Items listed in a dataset
** Begin **

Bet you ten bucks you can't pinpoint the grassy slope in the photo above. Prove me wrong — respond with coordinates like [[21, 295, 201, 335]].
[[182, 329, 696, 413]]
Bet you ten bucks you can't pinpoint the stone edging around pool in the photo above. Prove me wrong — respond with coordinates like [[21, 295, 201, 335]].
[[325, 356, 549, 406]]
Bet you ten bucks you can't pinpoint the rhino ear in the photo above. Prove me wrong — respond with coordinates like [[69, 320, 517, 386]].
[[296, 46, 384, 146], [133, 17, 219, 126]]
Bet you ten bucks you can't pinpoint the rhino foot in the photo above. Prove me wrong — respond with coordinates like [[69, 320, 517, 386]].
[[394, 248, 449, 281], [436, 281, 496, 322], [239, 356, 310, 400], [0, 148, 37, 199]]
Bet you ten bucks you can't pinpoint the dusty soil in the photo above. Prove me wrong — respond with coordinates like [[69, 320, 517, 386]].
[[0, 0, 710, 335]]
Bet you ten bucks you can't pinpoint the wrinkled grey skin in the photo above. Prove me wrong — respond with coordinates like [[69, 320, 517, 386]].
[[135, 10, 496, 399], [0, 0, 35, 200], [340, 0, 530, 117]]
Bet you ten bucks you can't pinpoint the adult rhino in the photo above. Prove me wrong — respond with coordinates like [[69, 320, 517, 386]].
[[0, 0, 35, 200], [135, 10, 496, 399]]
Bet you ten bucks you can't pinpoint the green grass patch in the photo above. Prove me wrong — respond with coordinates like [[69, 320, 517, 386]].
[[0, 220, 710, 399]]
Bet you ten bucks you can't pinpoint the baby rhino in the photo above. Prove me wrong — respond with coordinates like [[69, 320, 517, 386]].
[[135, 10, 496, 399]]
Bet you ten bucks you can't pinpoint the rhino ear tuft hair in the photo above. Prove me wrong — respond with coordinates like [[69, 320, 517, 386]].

** End **

Job. Take every line from the one containing "Bet you ten bucks you can't pinpoint the dusty" to the end of the listing and output it exactly, with nothing else.

Solution for this problem.
Bet you ten bucks you can't pinpoint the dusty soil in the photo above. Prove me wrong — respond with coordinates like [[69, 320, 517, 386]].
[[0, 0, 710, 335]]
Bet you ten bucks you can't pinpoint the wrinkled grey skin in the photo above. Prove me wrong — respond with coordinates like [[69, 320, 517, 386]].
[[135, 10, 496, 399], [0, 0, 35, 200], [340, 0, 530, 117]]
Bet you ten bucks you can't pinpoint the adult rhino in the photo above. Prove me wrong — respond with coordinates like [[69, 320, 517, 386]].
[[0, 0, 35, 200], [135, 10, 496, 399]]
Bet you ten bucks you can't pinpoint the green grass patch in the photo above. Prove me wrong — respond with coordinates like [[69, 320, 517, 386]].
[[0, 220, 710, 399]]
Bet you ten bucks you can't pinpoint the baby rhino in the photo above. Prove me wrong — respond with coordinates like [[69, 320, 517, 386]].
[[135, 10, 496, 399]]
Bet you ten bucks you can't pinpoint the rhino ear tuft hair in the photo above. Prove me wrong — respond with coordinates like [[69, 320, 517, 386]].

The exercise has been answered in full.